## Written exercise
Reproduce only the lines from the one containing "form [(78, 275)]." through the one containing "[(252, 279)]", both included, changing "chimney" to "smokestack" throughout and leaving all else unaltered.
::: Supplied information :::
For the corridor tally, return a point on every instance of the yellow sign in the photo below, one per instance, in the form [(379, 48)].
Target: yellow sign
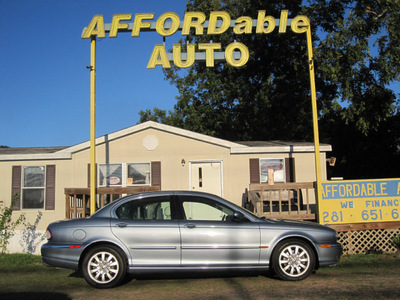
[(218, 23), (360, 201)]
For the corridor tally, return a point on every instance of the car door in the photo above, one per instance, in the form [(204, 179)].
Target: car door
[(210, 236), (149, 230)]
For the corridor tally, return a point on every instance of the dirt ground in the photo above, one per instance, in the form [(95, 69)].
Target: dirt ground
[(377, 278)]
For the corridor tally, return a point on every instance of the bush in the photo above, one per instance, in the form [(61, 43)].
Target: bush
[(7, 225)]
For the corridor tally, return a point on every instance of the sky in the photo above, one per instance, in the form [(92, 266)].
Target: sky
[(44, 82)]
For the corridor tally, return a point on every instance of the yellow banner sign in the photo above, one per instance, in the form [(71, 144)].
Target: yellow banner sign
[(360, 201), (218, 22)]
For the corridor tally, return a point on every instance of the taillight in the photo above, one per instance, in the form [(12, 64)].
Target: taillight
[(49, 235)]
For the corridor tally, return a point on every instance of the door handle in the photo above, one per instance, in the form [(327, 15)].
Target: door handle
[(190, 225)]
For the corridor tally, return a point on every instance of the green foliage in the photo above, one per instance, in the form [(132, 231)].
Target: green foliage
[(7, 225), (396, 242)]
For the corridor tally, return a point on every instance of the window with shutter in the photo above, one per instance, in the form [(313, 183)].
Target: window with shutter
[(156, 173), (16, 186), (254, 170)]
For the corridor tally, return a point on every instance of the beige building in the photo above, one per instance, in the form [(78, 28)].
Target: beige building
[(144, 155)]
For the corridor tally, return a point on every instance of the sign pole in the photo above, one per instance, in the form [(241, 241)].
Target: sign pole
[(315, 119), (93, 125)]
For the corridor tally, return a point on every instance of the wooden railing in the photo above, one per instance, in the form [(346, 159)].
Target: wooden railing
[(282, 200), (77, 200)]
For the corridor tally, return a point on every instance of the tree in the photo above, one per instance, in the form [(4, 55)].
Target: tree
[(356, 54)]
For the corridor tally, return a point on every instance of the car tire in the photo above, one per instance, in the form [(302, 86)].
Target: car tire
[(104, 267), (293, 260)]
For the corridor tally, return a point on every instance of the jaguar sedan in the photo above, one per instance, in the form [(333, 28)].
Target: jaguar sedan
[(185, 231)]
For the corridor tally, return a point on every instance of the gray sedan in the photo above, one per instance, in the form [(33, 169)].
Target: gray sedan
[(179, 230)]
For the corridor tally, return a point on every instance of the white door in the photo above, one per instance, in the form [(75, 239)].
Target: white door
[(206, 177)]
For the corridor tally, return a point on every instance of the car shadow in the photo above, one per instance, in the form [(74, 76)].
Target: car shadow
[(195, 275), (33, 296)]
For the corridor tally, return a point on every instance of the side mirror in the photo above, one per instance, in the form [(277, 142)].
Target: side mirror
[(238, 217)]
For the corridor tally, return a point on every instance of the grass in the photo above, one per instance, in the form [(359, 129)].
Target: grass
[(356, 276)]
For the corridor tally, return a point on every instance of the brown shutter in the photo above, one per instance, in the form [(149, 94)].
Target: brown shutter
[(254, 170), (50, 187), (156, 173), (290, 169), (89, 175), (16, 186)]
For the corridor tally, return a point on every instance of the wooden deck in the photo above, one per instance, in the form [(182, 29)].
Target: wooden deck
[(282, 200)]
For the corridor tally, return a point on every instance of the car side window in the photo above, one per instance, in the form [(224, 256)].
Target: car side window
[(203, 209), (158, 208)]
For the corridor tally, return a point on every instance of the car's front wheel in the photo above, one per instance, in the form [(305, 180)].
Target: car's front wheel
[(293, 260), (104, 267)]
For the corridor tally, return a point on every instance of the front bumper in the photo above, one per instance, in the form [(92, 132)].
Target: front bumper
[(61, 256)]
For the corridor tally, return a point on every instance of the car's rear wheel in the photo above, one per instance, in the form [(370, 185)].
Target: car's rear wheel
[(104, 267), (293, 260)]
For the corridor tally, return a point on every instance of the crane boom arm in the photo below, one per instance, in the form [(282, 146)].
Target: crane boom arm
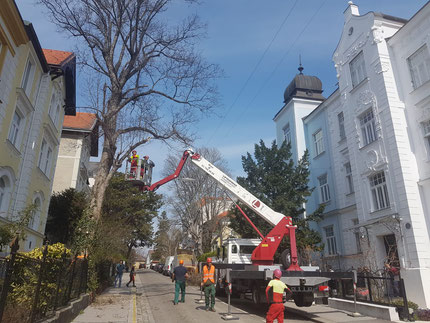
[(242, 194), (263, 253)]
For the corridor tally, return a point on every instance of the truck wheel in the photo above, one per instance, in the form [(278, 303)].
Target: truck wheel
[(303, 299), (219, 291), (286, 258), (256, 294)]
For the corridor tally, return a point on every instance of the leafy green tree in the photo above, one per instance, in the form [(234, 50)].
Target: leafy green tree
[(126, 207), (65, 211), (273, 177)]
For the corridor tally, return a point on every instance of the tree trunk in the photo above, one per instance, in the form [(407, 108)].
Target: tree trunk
[(129, 249), (101, 183)]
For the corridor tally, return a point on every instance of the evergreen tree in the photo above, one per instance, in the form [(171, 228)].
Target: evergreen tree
[(66, 208), (132, 210), (273, 178)]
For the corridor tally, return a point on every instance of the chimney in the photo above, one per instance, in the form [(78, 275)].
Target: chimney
[(352, 10)]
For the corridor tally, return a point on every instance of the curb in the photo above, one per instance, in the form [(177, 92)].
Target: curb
[(309, 316), (69, 313)]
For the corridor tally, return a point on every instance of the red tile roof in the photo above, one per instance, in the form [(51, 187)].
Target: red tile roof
[(57, 57), (82, 121)]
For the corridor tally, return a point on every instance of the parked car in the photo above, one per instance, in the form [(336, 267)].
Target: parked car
[(160, 268), (167, 269)]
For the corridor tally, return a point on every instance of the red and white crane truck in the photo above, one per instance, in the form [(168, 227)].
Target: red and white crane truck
[(252, 279)]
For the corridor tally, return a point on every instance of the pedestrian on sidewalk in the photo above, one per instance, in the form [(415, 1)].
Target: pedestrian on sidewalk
[(179, 277), (209, 284), (132, 274), (119, 269), (274, 295)]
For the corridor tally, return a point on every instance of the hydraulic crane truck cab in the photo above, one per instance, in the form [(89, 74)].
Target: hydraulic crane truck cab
[(250, 281), (239, 251)]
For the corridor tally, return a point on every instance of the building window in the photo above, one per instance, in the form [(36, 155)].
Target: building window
[(426, 129), (419, 65), (287, 133), (341, 122), (2, 191), (379, 191), (358, 69), (349, 182), (367, 125), (27, 79), (356, 235), (330, 240), (45, 158), (54, 109), (324, 189), (15, 129), (318, 142), (5, 189), (35, 218)]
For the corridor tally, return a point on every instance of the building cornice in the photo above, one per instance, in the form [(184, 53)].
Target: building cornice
[(13, 21)]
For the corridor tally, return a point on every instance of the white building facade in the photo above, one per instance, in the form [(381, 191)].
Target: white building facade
[(378, 146)]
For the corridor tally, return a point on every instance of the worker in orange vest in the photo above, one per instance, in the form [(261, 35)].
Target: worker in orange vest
[(274, 295), (208, 284), (134, 159)]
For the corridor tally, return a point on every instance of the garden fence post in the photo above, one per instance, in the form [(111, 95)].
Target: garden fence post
[(69, 293), (405, 299), (369, 287), (60, 274), (39, 283), (8, 276)]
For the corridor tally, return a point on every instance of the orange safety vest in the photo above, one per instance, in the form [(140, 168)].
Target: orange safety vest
[(209, 274), (134, 160)]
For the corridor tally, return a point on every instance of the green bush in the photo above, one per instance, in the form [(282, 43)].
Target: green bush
[(26, 274)]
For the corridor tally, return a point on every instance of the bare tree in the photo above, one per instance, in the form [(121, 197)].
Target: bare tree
[(149, 80), (196, 198)]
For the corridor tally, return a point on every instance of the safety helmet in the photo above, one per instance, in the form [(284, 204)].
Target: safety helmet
[(277, 273)]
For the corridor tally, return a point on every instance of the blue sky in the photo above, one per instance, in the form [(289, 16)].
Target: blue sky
[(238, 33)]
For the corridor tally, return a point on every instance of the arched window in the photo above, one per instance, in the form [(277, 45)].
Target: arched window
[(35, 219), (5, 194)]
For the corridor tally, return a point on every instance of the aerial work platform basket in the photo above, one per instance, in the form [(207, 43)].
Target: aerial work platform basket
[(139, 174)]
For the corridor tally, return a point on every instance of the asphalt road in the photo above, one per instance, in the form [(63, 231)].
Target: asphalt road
[(159, 291)]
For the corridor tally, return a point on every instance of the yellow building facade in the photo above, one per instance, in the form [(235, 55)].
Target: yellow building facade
[(37, 87)]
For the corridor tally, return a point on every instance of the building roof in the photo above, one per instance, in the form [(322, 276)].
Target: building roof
[(83, 121), (57, 57), (389, 17)]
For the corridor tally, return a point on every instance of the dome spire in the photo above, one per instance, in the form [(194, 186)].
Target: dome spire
[(301, 68)]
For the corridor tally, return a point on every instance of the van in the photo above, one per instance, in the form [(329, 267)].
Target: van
[(188, 262), (168, 266)]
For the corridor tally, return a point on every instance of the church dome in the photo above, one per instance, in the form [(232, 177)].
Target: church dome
[(304, 86)]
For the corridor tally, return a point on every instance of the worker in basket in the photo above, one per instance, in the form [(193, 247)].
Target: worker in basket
[(208, 284), (134, 159), (275, 297)]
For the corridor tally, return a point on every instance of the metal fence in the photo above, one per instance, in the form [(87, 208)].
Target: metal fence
[(33, 289), (381, 289)]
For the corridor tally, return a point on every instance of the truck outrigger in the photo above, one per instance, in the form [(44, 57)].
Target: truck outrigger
[(252, 278)]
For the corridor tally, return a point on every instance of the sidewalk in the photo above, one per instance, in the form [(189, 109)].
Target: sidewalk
[(326, 314), (119, 305)]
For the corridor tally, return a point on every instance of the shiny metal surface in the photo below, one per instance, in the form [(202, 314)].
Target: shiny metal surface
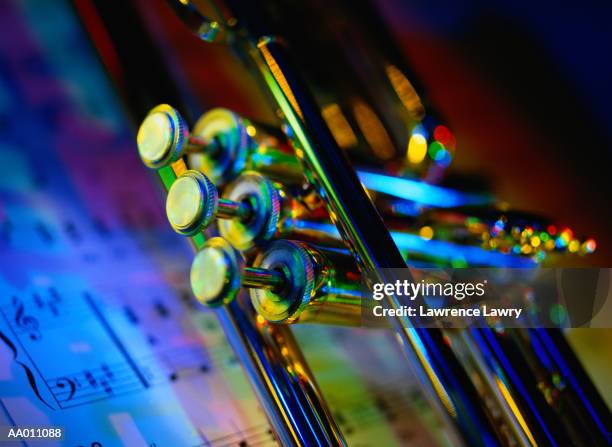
[(276, 368)]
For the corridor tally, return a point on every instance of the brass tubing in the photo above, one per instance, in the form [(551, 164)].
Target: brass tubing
[(262, 278), (229, 209), (443, 378)]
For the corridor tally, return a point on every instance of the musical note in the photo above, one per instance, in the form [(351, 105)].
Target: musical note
[(26, 323)]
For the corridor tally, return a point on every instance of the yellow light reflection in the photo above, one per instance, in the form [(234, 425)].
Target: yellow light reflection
[(373, 130), (339, 126), (417, 148), (406, 93)]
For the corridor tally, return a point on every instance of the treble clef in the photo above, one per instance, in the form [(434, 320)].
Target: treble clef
[(26, 322)]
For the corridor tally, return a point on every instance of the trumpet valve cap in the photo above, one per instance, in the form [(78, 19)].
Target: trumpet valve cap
[(216, 273), (161, 137), (192, 202)]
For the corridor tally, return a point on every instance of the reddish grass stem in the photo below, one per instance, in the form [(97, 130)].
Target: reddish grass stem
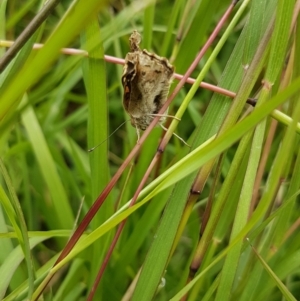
[(162, 145)]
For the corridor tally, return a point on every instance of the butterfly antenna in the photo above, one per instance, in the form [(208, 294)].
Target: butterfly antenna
[(93, 148), (165, 129)]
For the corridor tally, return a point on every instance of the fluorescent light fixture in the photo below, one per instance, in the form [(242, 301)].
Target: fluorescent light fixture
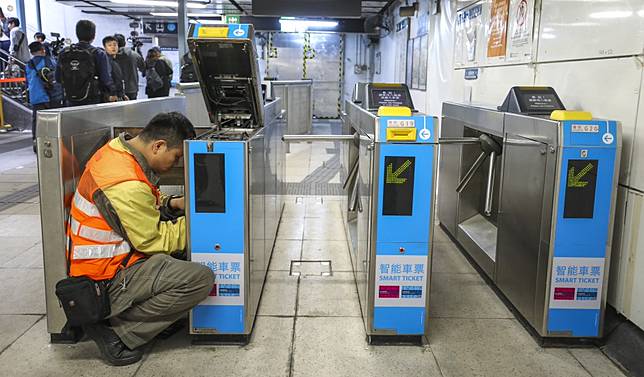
[(611, 14), (160, 3), (207, 22), (196, 15), (288, 24)]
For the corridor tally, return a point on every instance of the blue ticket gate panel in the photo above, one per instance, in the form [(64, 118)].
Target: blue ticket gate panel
[(234, 178), (388, 217)]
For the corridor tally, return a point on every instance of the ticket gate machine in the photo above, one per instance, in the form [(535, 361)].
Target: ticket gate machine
[(537, 220), (234, 179), (391, 164)]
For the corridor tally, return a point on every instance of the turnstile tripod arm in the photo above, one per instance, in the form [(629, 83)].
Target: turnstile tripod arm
[(459, 140), (307, 138), (470, 173), (489, 191)]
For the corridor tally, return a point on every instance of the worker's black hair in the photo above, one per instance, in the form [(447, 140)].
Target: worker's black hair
[(120, 39), (85, 30), (172, 127), (35, 47), (108, 39)]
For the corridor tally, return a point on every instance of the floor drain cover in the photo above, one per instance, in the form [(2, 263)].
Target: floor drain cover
[(311, 268)]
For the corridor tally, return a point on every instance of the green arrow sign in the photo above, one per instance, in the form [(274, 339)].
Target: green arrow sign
[(232, 19), (394, 176), (574, 180)]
:::
## Complete response
For the corridor tally, return a point on every instance of the smokestack in the photo above, one per instance, in the form [(78, 275)].
Target: smokestack
[(352, 10)]
For the corridor tally, return a point on every instance of the curb in the photo above, one per instance, in the form [(177, 92)].
Target: curb
[(309, 316), (69, 313)]
For the corridor tally, return a point on every instance of the red tile roof in the photo above, one per instance, in the form [(51, 187)].
Target: red tile roof
[(57, 57), (82, 121)]
For the corridor tally, return a point on every instance of the parked car in the photo above, one per instance, in the form [(336, 267)].
Target: parked car
[(160, 268), (167, 269)]
For the corridor tally, return a point on every instance of the red and white crane truck in the photo above, one per instance, in the form [(168, 227)].
Target: red and white crane truck
[(252, 279)]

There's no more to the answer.